* _Input_:
-- start --

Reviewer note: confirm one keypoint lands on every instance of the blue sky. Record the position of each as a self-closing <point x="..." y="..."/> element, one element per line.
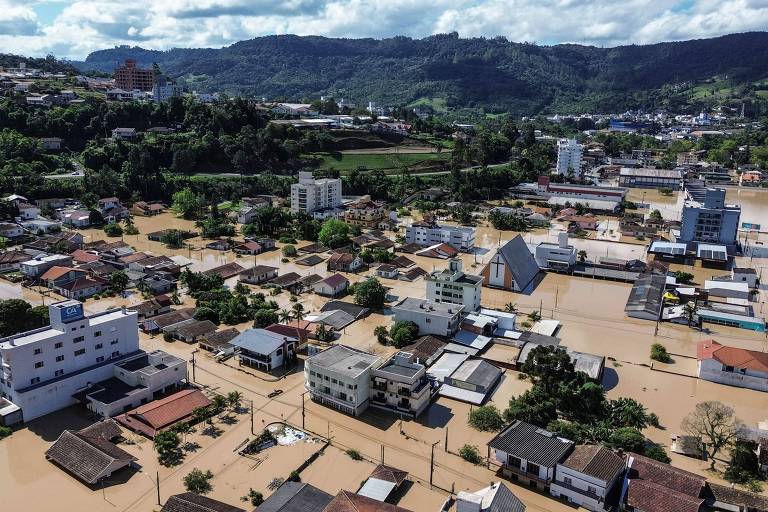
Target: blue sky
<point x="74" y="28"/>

-- end --
-- start --

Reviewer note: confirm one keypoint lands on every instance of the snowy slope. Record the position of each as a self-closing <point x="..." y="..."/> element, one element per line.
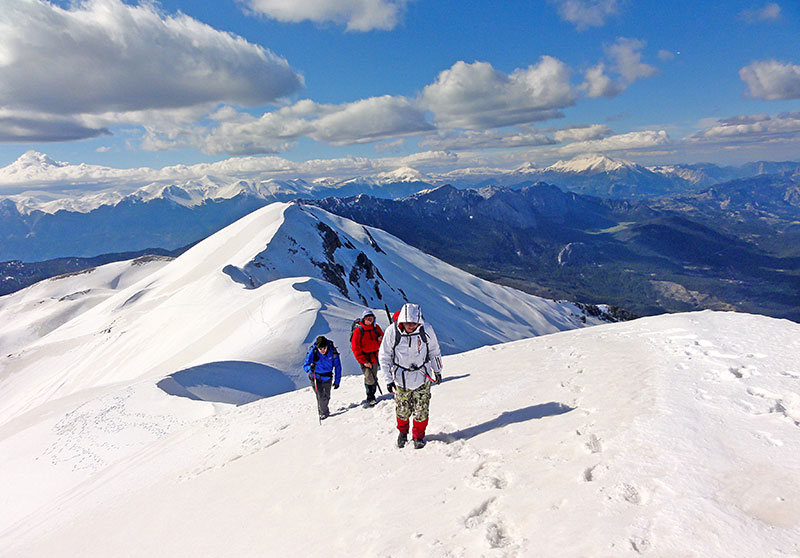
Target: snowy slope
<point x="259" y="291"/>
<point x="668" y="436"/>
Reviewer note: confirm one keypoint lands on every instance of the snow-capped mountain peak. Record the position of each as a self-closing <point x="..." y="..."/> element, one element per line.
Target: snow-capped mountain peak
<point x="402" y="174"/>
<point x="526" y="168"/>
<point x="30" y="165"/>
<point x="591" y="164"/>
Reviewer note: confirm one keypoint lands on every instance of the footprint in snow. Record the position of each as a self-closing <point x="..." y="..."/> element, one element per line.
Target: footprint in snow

-- end --
-- start --

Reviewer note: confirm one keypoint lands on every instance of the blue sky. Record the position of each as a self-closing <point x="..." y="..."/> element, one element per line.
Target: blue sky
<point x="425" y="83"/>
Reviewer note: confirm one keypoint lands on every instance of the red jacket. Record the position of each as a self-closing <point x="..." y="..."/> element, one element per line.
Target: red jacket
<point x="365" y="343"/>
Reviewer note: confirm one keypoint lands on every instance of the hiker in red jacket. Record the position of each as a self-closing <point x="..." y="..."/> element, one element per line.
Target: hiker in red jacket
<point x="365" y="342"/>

-- end --

Return each line of the listing above that contains the string "capped", in its original order and without alteration.

* _Written answer_:
Reviewer note: confirm one keypoint lands on every instance of the snow-capped mountain peak. Record the position of each as a self-closing <point x="..." y="..."/> element, one element per line.
Target: snow-capped mountain peak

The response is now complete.